WHAT YOU ARE ASKED TO DO
Could you set out every line of the listing below as a numbered list, skipping any blank lines?

(Data items)
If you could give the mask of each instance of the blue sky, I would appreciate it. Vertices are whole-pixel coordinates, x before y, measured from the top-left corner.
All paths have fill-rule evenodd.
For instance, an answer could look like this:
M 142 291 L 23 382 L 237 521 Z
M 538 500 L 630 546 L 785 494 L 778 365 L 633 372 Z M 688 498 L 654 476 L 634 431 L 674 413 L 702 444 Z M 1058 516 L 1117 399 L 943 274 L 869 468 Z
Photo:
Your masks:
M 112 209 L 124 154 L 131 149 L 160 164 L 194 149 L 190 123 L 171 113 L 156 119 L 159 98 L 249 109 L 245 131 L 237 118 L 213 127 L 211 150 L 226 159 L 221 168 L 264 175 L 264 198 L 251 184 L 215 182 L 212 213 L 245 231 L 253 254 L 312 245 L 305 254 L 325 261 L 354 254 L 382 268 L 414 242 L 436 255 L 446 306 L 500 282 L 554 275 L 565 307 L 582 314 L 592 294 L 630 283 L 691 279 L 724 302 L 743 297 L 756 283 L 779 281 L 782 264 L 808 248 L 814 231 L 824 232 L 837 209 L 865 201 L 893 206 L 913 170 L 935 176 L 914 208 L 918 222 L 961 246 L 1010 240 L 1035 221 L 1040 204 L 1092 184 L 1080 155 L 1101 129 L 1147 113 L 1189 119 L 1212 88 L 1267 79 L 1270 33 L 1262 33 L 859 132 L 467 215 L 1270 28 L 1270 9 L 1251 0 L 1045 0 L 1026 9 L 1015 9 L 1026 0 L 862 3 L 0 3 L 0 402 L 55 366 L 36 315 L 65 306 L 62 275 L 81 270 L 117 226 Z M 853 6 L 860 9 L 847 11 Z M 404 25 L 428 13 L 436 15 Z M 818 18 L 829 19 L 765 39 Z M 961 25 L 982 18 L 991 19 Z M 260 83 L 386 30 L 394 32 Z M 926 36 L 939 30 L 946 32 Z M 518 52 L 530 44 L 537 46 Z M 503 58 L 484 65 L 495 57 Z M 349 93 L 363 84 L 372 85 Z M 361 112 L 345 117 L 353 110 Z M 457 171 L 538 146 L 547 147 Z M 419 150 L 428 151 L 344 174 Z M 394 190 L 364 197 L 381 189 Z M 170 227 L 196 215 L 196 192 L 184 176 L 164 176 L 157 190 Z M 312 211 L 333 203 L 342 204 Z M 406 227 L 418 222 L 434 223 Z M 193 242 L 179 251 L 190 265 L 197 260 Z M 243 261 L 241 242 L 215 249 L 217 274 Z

TASK RESPONSE
1. If you could give the mask of each instance of the blue sky, I would appreciate it. Vertices are whole-pixel coordinates, x before y, measured from the top-left corner.
2. All paths have fill-rule evenodd.
3. For instance, an answer could look like this:
4. M 142 291 L 23 382 L 237 521 Z
5. M 538 500 L 630 546 L 785 494 L 778 365 L 633 372 Z M 688 498 L 654 476 L 634 431 L 674 413 L 702 444 Z M 1058 516 L 1117 399 L 943 274 L 869 468 Z
6. Photo:
7. Your masks:
8. M 112 209 L 124 154 L 131 149 L 160 164 L 194 149 L 190 123 L 171 113 L 156 119 L 159 98 L 249 109 L 245 131 L 237 118 L 213 127 L 211 150 L 226 159 L 221 168 L 264 175 L 264 198 L 251 184 L 215 182 L 212 213 L 245 231 L 253 254 L 312 245 L 305 254 L 325 261 L 354 254 L 382 268 L 414 242 L 436 255 L 446 306 L 500 282 L 554 275 L 565 307 L 582 314 L 592 294 L 630 283 L 691 279 L 724 302 L 743 297 L 756 283 L 779 281 L 782 264 L 808 248 L 814 231 L 824 232 L 837 209 L 865 201 L 893 206 L 913 170 L 935 176 L 914 208 L 918 222 L 961 246 L 1010 240 L 1035 221 L 1040 204 L 1092 184 L 1080 155 L 1101 129 L 1147 113 L 1189 119 L 1212 88 L 1267 79 L 1270 33 L 1262 33 L 859 132 L 467 215 L 1270 28 L 1270 9 L 1251 0 L 1045 0 L 1026 9 L 1015 9 L 1026 0 L 862 3 L 0 3 L 0 402 L 55 366 L 36 315 L 65 306 L 62 275 L 81 270 L 117 226 Z M 853 6 L 860 9 L 847 11 Z M 404 25 L 428 13 L 436 15 Z M 818 18 L 829 19 L 765 39 Z M 961 25 L 982 18 L 991 19 Z M 260 83 L 386 30 L 394 32 Z M 926 36 L 939 30 L 946 32 Z M 518 52 L 530 44 L 537 46 Z M 503 58 L 484 65 L 495 57 Z M 349 93 L 363 84 L 372 85 Z M 361 112 L 345 117 L 353 110 Z M 457 171 L 538 146 L 547 147 Z M 419 150 L 428 151 L 344 174 Z M 394 190 L 364 197 L 381 189 Z M 170 227 L 196 215 L 196 192 L 184 176 L 164 176 L 157 190 Z M 312 211 L 333 203 L 342 204 Z M 406 227 L 418 222 L 434 223 Z M 193 242 L 179 251 L 190 265 L 197 260 Z M 243 261 L 241 242 L 215 249 L 217 274 Z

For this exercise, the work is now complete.